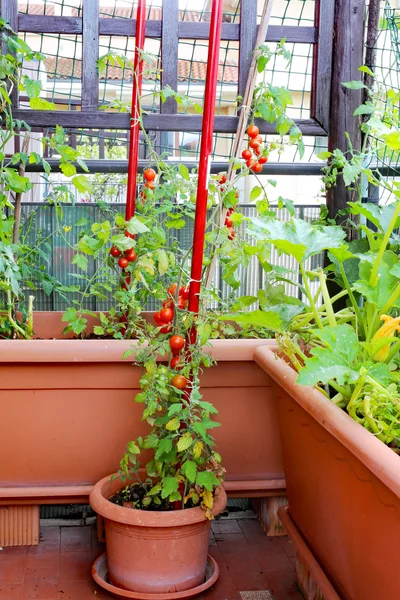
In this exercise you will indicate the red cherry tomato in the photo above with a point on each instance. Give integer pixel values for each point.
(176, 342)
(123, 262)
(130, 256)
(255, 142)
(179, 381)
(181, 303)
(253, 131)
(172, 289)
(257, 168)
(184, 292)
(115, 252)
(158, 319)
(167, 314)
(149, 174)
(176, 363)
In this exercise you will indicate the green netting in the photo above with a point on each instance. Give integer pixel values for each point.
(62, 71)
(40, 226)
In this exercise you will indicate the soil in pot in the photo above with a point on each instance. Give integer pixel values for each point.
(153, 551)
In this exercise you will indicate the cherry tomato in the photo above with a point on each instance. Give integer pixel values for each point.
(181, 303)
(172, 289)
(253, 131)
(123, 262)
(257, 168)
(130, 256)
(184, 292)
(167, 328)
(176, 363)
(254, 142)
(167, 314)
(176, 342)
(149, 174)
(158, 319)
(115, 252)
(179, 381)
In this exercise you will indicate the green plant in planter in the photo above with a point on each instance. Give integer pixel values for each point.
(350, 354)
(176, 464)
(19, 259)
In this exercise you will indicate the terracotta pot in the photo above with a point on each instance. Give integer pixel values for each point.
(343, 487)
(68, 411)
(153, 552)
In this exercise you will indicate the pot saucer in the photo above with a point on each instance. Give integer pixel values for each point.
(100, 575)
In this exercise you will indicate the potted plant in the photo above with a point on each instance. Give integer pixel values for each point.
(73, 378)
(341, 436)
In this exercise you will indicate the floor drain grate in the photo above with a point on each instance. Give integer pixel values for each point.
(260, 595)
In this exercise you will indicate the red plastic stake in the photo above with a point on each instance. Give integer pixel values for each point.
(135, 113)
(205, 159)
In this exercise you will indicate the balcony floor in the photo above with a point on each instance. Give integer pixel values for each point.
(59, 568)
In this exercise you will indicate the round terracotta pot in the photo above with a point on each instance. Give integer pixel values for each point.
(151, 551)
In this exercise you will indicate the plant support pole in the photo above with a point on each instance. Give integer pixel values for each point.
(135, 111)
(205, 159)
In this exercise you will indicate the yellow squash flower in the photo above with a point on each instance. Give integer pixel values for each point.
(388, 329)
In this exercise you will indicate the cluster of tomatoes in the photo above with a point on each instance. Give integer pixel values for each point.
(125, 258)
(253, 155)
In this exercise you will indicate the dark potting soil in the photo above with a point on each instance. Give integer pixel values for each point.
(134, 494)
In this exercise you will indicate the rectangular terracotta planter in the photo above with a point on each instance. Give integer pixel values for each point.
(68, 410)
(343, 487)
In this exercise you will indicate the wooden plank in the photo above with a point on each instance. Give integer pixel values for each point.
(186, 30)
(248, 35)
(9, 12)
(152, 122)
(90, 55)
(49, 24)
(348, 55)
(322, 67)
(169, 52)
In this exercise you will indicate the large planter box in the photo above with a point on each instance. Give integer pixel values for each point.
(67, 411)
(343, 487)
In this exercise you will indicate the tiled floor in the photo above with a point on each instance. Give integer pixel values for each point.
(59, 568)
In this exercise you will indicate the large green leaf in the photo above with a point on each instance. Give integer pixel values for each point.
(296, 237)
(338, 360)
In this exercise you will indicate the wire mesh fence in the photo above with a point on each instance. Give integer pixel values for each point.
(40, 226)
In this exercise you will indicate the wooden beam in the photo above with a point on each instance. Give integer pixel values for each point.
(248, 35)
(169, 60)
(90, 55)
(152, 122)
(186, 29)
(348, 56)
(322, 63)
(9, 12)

==

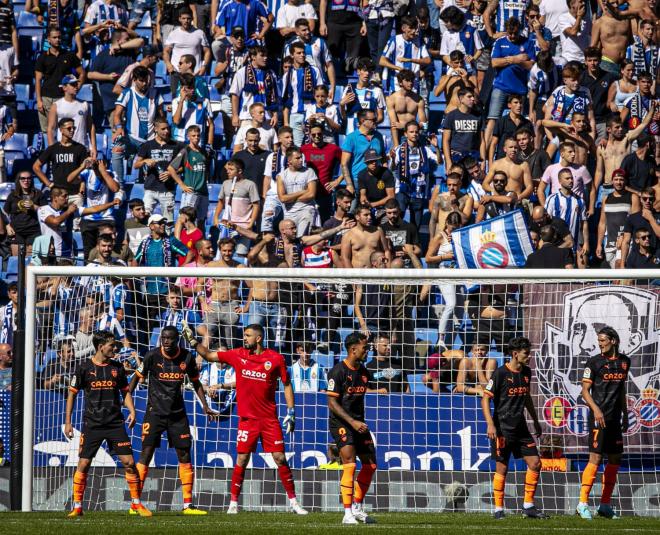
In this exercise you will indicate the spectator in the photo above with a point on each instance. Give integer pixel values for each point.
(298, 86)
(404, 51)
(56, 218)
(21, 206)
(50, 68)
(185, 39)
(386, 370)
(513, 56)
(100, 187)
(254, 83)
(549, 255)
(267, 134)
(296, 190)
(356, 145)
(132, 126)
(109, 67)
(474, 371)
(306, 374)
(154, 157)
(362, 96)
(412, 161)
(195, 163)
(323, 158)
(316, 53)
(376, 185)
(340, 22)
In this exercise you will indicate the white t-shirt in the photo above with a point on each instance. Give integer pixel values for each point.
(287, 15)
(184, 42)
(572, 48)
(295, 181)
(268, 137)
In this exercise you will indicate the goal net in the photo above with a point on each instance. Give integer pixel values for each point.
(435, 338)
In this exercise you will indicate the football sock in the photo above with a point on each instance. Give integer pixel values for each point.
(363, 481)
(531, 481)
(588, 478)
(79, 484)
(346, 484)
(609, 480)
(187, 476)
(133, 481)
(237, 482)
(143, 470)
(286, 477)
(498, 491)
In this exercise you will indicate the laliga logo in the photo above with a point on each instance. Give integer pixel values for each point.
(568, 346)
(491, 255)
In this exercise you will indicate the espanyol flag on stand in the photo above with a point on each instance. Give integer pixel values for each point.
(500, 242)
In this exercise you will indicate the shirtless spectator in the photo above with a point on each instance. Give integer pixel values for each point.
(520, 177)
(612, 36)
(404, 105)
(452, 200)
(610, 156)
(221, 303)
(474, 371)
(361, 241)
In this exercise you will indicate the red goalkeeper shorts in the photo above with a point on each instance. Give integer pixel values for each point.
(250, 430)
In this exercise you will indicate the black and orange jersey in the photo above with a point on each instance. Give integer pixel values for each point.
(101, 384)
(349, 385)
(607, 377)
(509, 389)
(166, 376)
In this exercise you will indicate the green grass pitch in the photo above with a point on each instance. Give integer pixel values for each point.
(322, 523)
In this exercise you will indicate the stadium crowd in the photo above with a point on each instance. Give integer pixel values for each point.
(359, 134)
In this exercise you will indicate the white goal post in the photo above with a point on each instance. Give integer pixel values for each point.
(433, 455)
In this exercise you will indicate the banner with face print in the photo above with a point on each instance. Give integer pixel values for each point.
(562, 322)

==

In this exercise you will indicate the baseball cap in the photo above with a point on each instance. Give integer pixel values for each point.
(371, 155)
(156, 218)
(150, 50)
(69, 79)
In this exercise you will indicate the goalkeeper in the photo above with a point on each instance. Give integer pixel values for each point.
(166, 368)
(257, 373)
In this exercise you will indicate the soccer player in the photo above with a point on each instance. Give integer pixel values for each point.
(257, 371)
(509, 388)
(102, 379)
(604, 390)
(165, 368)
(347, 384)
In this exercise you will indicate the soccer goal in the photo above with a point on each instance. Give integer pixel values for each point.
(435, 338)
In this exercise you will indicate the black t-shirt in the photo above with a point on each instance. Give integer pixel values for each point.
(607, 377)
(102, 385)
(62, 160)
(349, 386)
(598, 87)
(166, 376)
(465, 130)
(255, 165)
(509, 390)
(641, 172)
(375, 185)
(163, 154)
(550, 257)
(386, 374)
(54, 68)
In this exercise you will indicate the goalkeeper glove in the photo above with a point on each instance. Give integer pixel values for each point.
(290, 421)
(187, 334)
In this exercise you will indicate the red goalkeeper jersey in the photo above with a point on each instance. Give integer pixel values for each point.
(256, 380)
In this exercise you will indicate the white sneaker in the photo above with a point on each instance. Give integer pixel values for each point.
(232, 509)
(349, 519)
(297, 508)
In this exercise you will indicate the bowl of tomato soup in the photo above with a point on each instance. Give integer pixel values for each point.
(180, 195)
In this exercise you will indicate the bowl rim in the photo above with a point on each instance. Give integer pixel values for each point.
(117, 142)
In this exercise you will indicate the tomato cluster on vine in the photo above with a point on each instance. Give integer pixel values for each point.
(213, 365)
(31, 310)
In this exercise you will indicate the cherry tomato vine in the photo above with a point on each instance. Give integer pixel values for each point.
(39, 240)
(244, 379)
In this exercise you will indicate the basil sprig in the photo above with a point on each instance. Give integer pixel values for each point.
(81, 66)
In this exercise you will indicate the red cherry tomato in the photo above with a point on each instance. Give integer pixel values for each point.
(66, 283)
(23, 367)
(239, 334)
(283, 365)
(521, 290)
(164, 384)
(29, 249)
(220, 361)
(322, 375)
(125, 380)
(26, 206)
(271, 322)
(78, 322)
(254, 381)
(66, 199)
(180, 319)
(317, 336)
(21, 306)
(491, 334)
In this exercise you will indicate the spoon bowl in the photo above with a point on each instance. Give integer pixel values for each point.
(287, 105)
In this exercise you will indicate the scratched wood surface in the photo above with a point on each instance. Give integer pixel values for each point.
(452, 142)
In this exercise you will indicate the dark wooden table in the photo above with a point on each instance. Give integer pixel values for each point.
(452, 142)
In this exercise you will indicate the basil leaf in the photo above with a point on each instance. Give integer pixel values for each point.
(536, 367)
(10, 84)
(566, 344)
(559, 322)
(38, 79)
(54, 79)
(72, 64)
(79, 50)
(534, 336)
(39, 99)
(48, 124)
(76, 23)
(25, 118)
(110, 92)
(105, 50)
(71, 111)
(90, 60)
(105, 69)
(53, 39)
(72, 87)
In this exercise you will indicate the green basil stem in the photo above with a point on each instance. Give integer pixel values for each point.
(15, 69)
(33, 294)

### Szczegóły zadania
Wyodrębnij z powyższych danych wszystkie wiersze zawierające słowo „vine”. Wielkość liter ma znaczenie.

### Poprawna odpowiedź
In this exercise you will indicate the tomato cluster on vine in the photo above with a point on each instance. Give integer pixel values for each point.
In this exercise you will indicate the cherry tomato vine in the photo above with a point on each instance. Give integer pixel values for each point.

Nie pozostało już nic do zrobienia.